DATA FOR REVIEW START
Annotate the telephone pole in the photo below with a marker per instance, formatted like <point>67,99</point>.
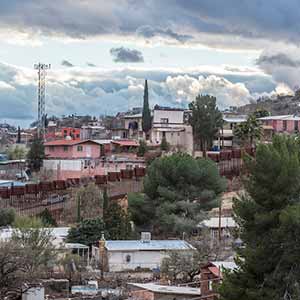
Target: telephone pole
<point>41,70</point>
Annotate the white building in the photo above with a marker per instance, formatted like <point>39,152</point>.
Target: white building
<point>227,225</point>
<point>170,123</point>
<point>132,254</point>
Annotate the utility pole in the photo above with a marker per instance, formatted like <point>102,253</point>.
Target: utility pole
<point>41,70</point>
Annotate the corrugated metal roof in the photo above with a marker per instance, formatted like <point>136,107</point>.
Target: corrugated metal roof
<point>152,245</point>
<point>167,289</point>
<point>230,265</point>
<point>128,143</point>
<point>214,222</point>
<point>56,232</point>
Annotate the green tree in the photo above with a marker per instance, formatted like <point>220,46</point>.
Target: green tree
<point>26,258</point>
<point>87,232</point>
<point>72,265</point>
<point>269,219</point>
<point>206,120</point>
<point>19,136</point>
<point>146,118</point>
<point>140,210</point>
<point>117,222</point>
<point>164,146</point>
<point>36,154</point>
<point>183,263</point>
<point>47,218</point>
<point>250,131</point>
<point>16,152</point>
<point>7,216</point>
<point>142,148</point>
<point>179,189</point>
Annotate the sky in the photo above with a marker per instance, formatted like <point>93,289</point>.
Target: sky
<point>102,51</point>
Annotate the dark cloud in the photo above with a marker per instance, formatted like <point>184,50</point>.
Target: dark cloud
<point>96,92</point>
<point>283,64</point>
<point>149,32</point>
<point>126,55</point>
<point>177,20</point>
<point>279,59</point>
<point>66,63</point>
<point>91,65</point>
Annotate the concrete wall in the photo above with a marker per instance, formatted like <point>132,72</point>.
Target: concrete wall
<point>174,116</point>
<point>76,168</point>
<point>89,150</point>
<point>34,294</point>
<point>183,140</point>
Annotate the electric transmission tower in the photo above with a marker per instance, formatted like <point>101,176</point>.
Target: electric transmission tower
<point>41,69</point>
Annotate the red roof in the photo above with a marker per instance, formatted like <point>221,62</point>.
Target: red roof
<point>215,271</point>
<point>126,143</point>
<point>67,142</point>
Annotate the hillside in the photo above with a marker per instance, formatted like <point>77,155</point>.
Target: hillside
<point>281,105</point>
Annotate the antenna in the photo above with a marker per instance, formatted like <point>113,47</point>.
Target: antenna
<point>41,70</point>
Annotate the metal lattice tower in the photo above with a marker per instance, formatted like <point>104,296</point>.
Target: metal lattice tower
<point>41,68</point>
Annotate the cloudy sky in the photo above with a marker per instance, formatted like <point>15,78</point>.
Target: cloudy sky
<point>101,51</point>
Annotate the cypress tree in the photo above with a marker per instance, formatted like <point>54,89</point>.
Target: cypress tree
<point>146,118</point>
<point>105,201</point>
<point>269,219</point>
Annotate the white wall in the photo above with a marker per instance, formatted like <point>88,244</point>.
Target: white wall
<point>144,259</point>
<point>174,116</point>
<point>34,294</point>
<point>65,164</point>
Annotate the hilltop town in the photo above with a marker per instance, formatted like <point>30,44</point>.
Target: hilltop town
<point>131,202</point>
<point>149,150</point>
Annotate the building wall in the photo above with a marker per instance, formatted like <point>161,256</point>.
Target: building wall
<point>77,168</point>
<point>89,150</point>
<point>143,259</point>
<point>70,131</point>
<point>174,116</point>
<point>183,140</point>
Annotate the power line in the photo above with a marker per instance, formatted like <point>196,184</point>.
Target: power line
<point>41,70</point>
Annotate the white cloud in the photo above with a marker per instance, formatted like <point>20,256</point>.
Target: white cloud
<point>97,91</point>
<point>186,88</point>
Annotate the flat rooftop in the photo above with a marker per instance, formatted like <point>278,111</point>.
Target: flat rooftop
<point>167,289</point>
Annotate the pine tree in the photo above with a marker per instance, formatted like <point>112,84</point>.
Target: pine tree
<point>164,146</point>
<point>142,148</point>
<point>19,135</point>
<point>269,220</point>
<point>206,120</point>
<point>117,222</point>
<point>47,218</point>
<point>146,118</point>
<point>105,202</point>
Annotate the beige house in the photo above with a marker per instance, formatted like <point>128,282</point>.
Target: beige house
<point>170,123</point>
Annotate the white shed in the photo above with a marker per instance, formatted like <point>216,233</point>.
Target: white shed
<point>133,254</point>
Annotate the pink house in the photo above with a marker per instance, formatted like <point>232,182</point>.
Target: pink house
<point>72,149</point>
<point>285,123</point>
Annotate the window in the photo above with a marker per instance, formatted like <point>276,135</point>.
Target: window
<point>284,125</point>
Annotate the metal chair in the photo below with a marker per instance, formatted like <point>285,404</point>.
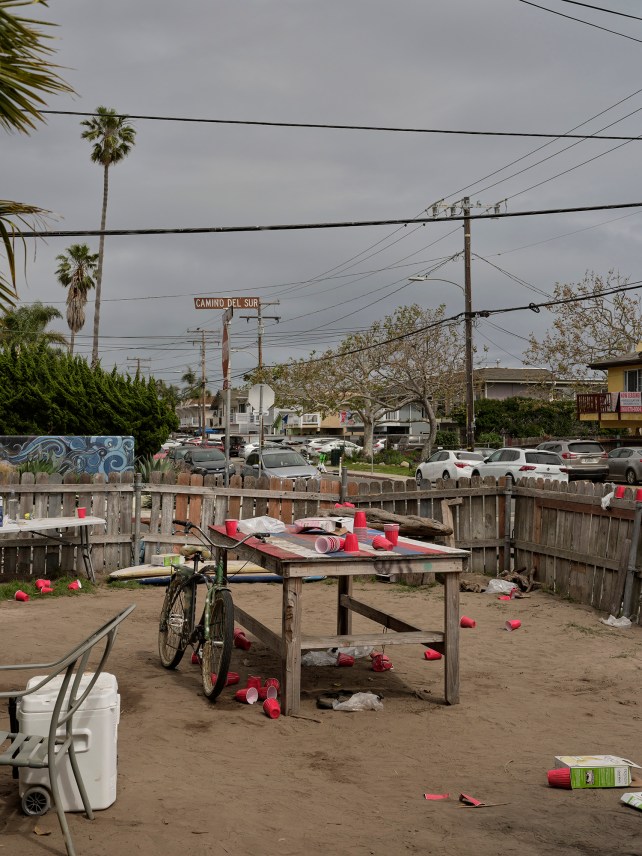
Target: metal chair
<point>18,749</point>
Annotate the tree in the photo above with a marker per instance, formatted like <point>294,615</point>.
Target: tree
<point>25,74</point>
<point>75,272</point>
<point>27,326</point>
<point>113,138</point>
<point>586,331</point>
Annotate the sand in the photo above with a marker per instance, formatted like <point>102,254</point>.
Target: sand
<point>196,778</point>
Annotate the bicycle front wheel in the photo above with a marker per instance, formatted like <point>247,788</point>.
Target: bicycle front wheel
<point>174,626</point>
<point>217,649</point>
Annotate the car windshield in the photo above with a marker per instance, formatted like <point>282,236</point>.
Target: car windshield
<point>284,458</point>
<point>201,455</point>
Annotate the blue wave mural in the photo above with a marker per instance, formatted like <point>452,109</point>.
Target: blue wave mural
<point>73,454</point>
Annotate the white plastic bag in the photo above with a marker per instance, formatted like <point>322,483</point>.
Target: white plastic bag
<point>499,587</point>
<point>261,524</point>
<point>359,701</point>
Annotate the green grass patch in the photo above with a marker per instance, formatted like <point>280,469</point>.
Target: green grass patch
<point>59,585</point>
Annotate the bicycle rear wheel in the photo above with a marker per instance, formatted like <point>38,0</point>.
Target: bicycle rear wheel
<point>175,623</point>
<point>217,650</point>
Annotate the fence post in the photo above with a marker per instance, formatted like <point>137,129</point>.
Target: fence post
<point>138,487</point>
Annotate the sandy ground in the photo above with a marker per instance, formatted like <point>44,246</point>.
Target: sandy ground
<point>196,778</point>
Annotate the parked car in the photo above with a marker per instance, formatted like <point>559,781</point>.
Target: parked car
<point>625,463</point>
<point>523,463</point>
<point>281,463</point>
<point>207,462</point>
<point>448,464</point>
<point>584,459</point>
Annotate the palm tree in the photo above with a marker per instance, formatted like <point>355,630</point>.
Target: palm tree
<point>75,272</point>
<point>113,138</point>
<point>27,325</point>
<point>25,74</point>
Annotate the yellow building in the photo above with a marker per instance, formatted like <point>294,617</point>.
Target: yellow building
<point>621,406</point>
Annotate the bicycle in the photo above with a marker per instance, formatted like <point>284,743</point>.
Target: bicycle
<point>212,638</point>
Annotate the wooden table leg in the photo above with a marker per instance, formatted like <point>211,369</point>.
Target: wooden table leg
<point>451,627</point>
<point>344,615</point>
<point>291,645</point>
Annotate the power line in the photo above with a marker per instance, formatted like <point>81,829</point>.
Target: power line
<point>324,126</point>
<point>341,224</point>
<point>579,20</point>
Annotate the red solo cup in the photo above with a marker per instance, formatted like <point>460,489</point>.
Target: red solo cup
<point>380,542</point>
<point>391,532</point>
<point>272,708</point>
<point>241,641</point>
<point>249,695</point>
<point>360,521</point>
<point>267,692</point>
<point>381,663</point>
<point>431,654</point>
<point>559,778</point>
<point>351,543</point>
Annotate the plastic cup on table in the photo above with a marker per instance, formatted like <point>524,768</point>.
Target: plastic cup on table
<point>272,708</point>
<point>249,695</point>
<point>391,532</point>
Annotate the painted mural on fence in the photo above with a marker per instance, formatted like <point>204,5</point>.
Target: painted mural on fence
<point>72,454</point>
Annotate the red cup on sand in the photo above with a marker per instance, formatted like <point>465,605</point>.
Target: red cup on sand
<point>559,778</point>
<point>272,708</point>
<point>249,695</point>
<point>431,654</point>
<point>351,543</point>
<point>391,532</point>
<point>360,521</point>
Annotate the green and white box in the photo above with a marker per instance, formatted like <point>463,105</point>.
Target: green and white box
<point>597,771</point>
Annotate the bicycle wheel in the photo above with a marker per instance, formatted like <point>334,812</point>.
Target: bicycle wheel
<point>175,624</point>
<point>217,650</point>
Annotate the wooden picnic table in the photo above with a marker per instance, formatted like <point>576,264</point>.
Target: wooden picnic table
<point>292,556</point>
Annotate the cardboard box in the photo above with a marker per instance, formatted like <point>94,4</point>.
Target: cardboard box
<point>165,559</point>
<point>597,771</point>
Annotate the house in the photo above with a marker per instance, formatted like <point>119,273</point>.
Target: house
<point>621,405</point>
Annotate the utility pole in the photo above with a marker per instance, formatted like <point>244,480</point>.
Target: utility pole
<point>203,378</point>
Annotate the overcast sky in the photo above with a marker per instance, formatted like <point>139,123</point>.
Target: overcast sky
<point>496,65</point>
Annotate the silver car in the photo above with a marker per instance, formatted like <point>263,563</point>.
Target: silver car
<point>625,464</point>
<point>281,463</point>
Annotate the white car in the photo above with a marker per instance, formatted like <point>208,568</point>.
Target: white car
<point>523,463</point>
<point>448,464</point>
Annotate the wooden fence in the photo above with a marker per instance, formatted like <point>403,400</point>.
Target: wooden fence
<point>577,549</point>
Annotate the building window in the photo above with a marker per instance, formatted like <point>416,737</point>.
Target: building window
<point>633,381</point>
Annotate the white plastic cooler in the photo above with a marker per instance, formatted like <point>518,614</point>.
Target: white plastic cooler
<point>95,740</point>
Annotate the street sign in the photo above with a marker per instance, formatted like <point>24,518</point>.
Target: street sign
<point>227,302</point>
<point>259,394</point>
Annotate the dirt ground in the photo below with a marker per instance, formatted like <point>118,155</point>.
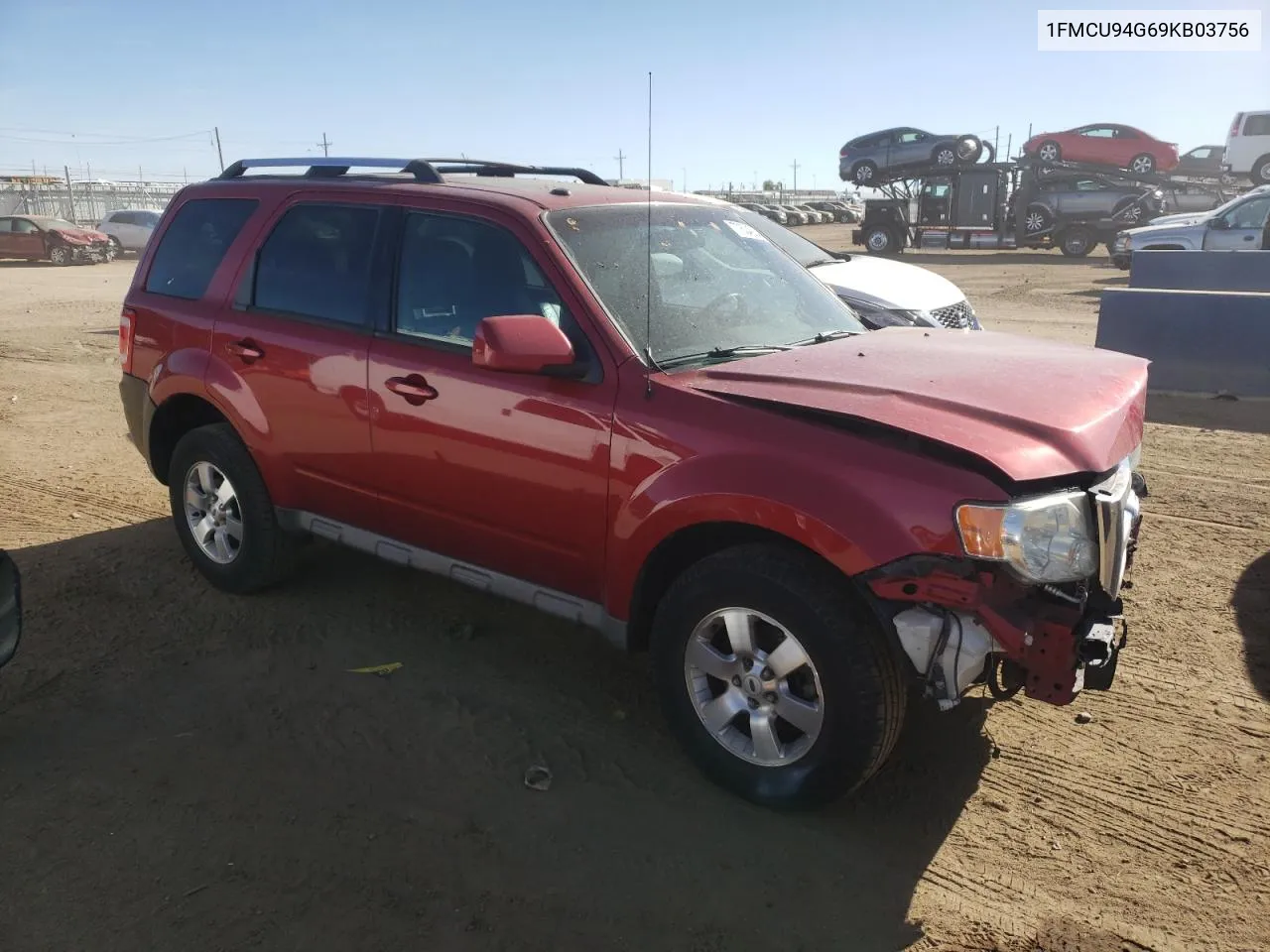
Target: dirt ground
<point>181,770</point>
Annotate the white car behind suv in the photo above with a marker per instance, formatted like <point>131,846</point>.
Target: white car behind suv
<point>1247,148</point>
<point>130,229</point>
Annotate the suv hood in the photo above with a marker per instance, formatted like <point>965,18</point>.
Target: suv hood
<point>890,285</point>
<point>1033,409</point>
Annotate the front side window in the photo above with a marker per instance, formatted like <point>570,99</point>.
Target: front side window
<point>317,263</point>
<point>194,244</point>
<point>716,282</point>
<point>1250,214</point>
<point>454,272</point>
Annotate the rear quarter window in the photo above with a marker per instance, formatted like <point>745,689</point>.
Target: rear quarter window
<point>194,244</point>
<point>1257,125</point>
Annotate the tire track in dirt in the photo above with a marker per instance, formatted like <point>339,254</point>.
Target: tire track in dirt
<point>44,508</point>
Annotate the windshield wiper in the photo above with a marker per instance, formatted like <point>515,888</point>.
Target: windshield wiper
<point>830,335</point>
<point>722,353</point>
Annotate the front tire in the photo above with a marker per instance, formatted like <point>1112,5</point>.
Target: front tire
<point>778,683</point>
<point>864,173</point>
<point>223,515</point>
<point>1143,164</point>
<point>1078,241</point>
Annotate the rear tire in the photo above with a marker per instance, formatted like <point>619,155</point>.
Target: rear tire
<point>203,461</point>
<point>1078,241</point>
<point>847,671</point>
<point>880,241</point>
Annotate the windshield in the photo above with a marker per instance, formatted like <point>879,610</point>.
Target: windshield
<point>716,282</point>
<point>803,252</point>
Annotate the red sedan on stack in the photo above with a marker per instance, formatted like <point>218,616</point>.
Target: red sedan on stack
<point>1121,146</point>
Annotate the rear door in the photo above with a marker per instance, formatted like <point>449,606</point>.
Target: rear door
<point>506,471</point>
<point>296,339</point>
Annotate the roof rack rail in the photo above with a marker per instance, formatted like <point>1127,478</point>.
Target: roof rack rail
<point>429,171</point>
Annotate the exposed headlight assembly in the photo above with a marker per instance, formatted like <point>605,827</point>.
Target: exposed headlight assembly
<point>1048,539</point>
<point>878,317</point>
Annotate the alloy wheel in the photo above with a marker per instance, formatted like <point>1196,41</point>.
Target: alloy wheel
<point>753,685</point>
<point>212,513</point>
DATA FOR REVIEW END
**PROBLEM:**
Every line holding the word "below" should be copied out of the material.

**ANSWER TO THE PROBLEM:**
Annotate the telephone pole in the photo below with a marker per instance, formatted like <point>67,99</point>.
Annotate the metal chair in the photo below with a marker per instance, formatted like <point>285,404</point>.
Annotate the dirt ground in the photo below with a marker per instance, formatted like <point>118,155</point>.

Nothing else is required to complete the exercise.